Esercizio assegnato:
Riassumi in forma più breve il paragrafo del testo sulla Turchia che comincia con «Prima di affrontare analisi», conservandone i fatti principali.

Prima di affrontare analisi e tranciare giudizi per pubblicarli sui media, non andrebbe dimenticato che la Turchia ha ottantacinque milioni di abitanti a schiacciante maggioranza musulmani, che è il secondo paese Nato per potenza militare, e soprattutto che ha una crescita economica media dal 2002 a oggi del 5,2 per cento annuo, cioè altissima agli standard europei. Insomma la Turchia ha un “curriculum” degno di una nazione che aspira a un ruolo di leader in un’area delicata com’è il Medio Oriente.
Stando così le cose appare quanto mai strano che quella che si era iniziata come una protesta contro l’abbattimento degli alberi di un parco - Gezi Parki - adiacente a piazza Taksim, nel cuore della Istanbul moderna, sia rapidamente cresciuta fino a diventare una rivolta contro il governo del premier Recep Tayyip Erdogan . Infatti, da più giorni la stampa internazionale racconta le battaglie urbane di piazza Taksim, denuncia la dura repressione delle forze dell’ordine non soltanto ad Istanbul, ma anche nella capitale Ankara.

Estratti di dati:
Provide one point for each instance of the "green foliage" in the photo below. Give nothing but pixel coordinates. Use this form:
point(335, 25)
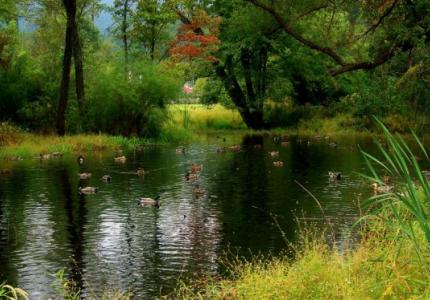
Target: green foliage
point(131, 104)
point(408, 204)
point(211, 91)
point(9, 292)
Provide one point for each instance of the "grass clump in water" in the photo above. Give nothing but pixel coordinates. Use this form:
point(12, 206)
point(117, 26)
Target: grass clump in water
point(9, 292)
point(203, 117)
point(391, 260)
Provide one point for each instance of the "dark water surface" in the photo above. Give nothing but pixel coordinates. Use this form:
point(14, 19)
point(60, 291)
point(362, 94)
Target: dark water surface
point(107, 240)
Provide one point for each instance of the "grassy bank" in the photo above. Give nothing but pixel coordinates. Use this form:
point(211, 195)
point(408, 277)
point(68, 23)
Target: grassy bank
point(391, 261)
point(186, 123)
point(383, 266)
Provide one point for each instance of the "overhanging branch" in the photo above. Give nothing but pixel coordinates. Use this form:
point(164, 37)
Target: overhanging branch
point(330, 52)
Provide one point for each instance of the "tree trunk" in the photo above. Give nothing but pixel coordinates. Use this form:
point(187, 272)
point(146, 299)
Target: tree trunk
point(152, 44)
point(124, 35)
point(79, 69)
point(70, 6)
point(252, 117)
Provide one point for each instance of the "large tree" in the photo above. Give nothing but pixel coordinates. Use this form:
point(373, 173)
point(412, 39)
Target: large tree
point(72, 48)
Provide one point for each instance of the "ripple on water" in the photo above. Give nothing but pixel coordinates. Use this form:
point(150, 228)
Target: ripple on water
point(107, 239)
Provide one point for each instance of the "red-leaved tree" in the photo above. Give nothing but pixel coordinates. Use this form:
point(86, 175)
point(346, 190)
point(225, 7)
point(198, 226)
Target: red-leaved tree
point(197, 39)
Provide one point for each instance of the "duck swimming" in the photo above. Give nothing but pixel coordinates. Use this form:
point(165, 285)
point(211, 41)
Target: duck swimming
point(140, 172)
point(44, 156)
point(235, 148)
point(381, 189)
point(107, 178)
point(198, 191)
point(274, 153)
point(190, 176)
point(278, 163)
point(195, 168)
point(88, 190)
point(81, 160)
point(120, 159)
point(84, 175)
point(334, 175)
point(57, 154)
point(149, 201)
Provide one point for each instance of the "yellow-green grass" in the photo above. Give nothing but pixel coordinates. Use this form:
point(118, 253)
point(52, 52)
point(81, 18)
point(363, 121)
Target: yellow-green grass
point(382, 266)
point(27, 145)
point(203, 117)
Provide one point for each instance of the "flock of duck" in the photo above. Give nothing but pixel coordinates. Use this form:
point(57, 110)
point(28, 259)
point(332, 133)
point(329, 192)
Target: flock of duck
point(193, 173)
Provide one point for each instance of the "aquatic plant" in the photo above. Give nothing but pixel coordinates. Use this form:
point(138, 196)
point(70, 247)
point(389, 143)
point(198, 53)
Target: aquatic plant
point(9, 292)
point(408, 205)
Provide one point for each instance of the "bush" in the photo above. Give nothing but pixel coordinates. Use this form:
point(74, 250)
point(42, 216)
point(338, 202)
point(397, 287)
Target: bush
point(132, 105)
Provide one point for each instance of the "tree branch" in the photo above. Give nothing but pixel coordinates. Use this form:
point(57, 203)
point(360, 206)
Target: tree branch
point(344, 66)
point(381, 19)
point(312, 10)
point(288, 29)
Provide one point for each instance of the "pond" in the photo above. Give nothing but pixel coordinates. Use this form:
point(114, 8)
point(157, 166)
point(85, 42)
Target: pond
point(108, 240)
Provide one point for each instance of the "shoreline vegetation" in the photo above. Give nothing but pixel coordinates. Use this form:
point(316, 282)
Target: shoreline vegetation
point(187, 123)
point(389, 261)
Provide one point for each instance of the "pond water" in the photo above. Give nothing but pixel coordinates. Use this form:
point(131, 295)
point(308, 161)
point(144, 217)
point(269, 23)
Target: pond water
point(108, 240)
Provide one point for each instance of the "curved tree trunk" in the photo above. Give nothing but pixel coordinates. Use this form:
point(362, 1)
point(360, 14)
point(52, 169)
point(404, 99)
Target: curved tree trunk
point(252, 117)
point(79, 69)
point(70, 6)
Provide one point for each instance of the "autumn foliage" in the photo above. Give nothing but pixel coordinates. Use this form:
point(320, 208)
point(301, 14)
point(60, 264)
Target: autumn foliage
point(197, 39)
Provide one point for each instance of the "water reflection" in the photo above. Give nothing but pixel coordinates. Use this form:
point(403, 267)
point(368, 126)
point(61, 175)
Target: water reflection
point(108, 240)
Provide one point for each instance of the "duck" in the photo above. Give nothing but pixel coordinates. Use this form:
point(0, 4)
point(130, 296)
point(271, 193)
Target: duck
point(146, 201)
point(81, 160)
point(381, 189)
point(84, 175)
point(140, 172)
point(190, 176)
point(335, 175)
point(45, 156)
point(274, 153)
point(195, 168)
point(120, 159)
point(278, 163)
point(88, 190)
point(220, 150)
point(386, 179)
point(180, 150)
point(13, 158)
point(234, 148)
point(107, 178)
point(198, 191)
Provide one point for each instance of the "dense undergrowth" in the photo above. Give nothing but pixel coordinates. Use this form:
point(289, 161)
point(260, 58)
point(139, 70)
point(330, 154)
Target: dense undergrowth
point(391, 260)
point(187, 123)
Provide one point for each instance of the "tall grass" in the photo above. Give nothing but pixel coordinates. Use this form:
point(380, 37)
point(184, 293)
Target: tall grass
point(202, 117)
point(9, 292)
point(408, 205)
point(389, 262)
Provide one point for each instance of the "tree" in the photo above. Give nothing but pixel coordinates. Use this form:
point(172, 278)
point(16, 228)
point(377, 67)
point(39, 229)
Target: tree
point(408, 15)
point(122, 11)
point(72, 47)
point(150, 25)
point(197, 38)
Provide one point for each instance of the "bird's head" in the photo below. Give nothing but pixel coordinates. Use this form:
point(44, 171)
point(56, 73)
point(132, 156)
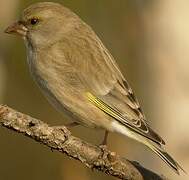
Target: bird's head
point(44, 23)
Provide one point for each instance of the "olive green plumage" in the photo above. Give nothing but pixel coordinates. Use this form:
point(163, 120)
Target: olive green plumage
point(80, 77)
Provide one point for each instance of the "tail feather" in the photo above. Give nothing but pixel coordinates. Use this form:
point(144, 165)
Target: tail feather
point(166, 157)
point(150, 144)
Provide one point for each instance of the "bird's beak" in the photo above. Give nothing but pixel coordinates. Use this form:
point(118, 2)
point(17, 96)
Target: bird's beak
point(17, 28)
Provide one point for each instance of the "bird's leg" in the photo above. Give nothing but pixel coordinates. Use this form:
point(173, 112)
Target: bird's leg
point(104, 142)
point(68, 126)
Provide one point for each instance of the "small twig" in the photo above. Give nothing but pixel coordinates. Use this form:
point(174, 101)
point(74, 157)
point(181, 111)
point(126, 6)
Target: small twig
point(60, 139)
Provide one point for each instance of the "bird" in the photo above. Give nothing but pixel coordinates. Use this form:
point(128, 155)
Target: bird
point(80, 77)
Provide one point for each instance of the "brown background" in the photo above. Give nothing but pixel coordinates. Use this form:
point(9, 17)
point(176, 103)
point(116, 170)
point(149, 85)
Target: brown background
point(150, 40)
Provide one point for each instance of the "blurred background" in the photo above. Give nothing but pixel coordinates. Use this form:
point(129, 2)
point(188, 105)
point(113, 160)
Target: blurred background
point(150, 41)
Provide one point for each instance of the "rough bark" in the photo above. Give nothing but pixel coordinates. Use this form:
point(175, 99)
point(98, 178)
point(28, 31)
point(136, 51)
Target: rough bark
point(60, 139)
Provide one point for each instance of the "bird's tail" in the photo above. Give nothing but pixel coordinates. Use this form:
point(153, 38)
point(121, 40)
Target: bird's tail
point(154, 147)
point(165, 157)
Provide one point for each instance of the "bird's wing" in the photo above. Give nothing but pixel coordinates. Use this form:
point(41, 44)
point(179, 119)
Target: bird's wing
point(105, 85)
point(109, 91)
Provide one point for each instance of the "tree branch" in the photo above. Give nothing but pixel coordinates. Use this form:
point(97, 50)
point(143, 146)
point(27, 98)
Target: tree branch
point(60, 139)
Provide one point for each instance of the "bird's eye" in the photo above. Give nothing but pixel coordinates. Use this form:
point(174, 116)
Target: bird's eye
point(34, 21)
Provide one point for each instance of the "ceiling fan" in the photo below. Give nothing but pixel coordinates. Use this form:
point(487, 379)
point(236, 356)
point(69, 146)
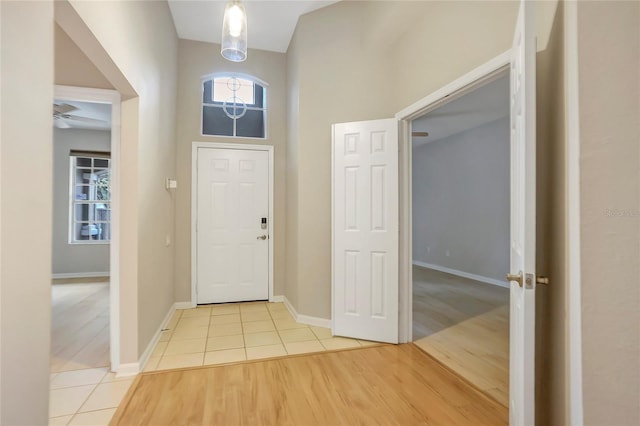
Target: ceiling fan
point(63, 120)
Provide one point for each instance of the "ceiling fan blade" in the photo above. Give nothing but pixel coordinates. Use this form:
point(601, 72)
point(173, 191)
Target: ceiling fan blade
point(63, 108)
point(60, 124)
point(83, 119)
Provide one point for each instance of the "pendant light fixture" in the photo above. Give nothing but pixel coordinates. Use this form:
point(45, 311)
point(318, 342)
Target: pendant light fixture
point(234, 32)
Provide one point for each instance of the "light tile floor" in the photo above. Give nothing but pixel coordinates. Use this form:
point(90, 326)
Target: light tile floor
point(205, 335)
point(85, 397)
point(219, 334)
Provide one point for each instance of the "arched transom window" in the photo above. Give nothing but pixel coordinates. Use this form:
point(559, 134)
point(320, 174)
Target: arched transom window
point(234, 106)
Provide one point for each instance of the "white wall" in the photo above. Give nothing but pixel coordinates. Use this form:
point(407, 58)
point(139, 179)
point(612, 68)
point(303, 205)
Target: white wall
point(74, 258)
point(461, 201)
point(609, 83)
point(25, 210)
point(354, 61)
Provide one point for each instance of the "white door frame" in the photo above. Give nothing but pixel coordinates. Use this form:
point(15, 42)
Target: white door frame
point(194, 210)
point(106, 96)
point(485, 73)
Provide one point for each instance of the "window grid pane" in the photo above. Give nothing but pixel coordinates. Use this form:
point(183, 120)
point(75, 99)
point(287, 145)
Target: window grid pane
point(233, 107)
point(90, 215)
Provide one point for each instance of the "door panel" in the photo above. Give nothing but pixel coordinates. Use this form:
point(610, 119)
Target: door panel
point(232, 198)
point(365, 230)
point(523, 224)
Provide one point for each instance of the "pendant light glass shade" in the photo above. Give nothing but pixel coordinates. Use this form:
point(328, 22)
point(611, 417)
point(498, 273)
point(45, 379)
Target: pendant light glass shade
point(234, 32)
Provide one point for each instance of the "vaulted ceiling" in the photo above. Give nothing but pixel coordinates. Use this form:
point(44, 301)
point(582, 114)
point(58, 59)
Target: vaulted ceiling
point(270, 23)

La risposta:
Prima di analizzare e giudicare la Turchia sui media, bisogna ricordare tre fatti. Ha ottantacinque milioni di abitanti, in schiacciante maggioranza musulmani. È il secondo paese Nato per potenza militare. Dal 2002 cresce in media del 5,2 per cento annuo, un ritmo altissimo per gli standard europei. Ha quindi il profilo di una nazione che aspira a un ruolo di leader in un'area delicata come il Medio Oriente.